■ What the exercise asks ■
Convert the lines below into a JSON list of strings, one string per line, leaving out any blank lines.

■ Given data ■
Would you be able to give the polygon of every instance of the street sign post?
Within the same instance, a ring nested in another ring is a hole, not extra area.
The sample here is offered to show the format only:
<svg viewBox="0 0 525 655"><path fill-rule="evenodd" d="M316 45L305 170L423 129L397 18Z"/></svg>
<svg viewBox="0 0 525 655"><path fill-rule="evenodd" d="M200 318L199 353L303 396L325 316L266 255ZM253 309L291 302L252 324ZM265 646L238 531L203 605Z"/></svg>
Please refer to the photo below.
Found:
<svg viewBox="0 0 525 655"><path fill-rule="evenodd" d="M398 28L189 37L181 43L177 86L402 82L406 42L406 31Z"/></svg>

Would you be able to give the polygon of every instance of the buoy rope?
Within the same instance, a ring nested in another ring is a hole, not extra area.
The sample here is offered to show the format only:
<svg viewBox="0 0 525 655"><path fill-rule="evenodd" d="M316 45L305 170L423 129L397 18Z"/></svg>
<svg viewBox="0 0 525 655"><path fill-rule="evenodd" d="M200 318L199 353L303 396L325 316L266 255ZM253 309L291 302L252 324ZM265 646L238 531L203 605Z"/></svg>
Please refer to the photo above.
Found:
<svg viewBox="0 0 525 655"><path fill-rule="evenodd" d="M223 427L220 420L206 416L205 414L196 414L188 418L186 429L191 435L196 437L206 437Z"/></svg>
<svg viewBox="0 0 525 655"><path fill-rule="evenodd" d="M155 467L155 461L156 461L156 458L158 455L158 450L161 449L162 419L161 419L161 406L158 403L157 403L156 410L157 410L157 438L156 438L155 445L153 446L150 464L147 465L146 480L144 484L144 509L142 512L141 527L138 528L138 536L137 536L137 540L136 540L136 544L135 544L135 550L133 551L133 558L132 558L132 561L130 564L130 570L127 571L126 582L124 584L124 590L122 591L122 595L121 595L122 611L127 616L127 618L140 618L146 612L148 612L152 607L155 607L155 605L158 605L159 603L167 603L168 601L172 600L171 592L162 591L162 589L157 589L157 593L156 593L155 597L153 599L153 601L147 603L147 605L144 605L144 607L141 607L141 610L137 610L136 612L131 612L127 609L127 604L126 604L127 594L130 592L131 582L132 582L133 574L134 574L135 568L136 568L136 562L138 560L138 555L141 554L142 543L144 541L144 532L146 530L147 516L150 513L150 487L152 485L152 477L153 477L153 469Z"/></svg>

■ Solution to the exercise ■
[
  "Would you be able to give the polygon of every instance of the street sign post?",
  "Within the same instance, a ring nested in another ring is a hole, not extra area.",
  "The sample here is offered to show the format only:",
  "<svg viewBox=\"0 0 525 655\"><path fill-rule=\"evenodd\" d=\"M316 45L305 170L423 129L397 18Z\"/></svg>",
  "<svg viewBox=\"0 0 525 655\"><path fill-rule=\"evenodd\" d=\"M200 318L199 353L303 396L325 316L266 255ZM253 309L291 302L252 324ZM265 646L238 531L203 605Z\"/></svg>",
  "Please refer to the photo below.",
  "Found:",
  "<svg viewBox=\"0 0 525 655\"><path fill-rule=\"evenodd\" d=\"M398 28L189 37L181 43L177 86L402 82L406 42L406 31Z\"/></svg>",
  "Would you be able to give the polygon of every instance of the buoy rope?",
  "Within the same instance, a ring nested in another ring is a hole, not extra area.",
  "The sample here is offered to show the format only:",
  "<svg viewBox=\"0 0 525 655\"><path fill-rule=\"evenodd\" d=\"M316 45L305 170L423 129L397 18Z\"/></svg>",
  "<svg viewBox=\"0 0 525 655\"><path fill-rule=\"evenodd\" d=\"M200 318L199 353L303 396L325 316L266 255ZM253 309L291 302L252 324ZM265 646L238 531L203 605Z\"/></svg>",
  "Please refer to the photo above.",
  "Found:",
  "<svg viewBox=\"0 0 525 655\"><path fill-rule=\"evenodd\" d=\"M223 427L220 420L206 416L205 414L196 414L188 418L186 429L191 435L196 437L206 437Z\"/></svg>",
  "<svg viewBox=\"0 0 525 655\"><path fill-rule=\"evenodd\" d=\"M155 467L155 461L156 461L156 458L158 455L158 450L161 449L162 419L161 419L161 406L158 403L157 403L156 410L157 410L157 438L156 438L155 445L153 446L150 464L147 465L146 480L144 484L144 509L142 512L141 527L138 528L138 536L137 536L137 540L136 540L136 544L135 544L135 550L133 551L133 558L132 558L132 561L130 564L130 570L127 571L126 582L124 584L124 590L122 591L122 595L121 595L122 611L127 616L127 618L140 618L146 612L148 612L152 607L155 607L155 605L158 605L159 603L167 603L168 601L172 600L171 592L162 591L162 589L157 589L157 593L156 593L155 597L153 599L153 601L147 603L147 605L144 605L144 607L141 607L141 610L137 610L136 612L131 612L127 609L127 604L126 604L127 594L130 592L131 582L132 582L133 574L134 574L135 568L136 568L136 562L138 560L138 555L141 554L142 543L144 541L144 532L146 530L147 516L150 513L150 487L152 485L152 477L153 477L153 469Z\"/></svg>"
]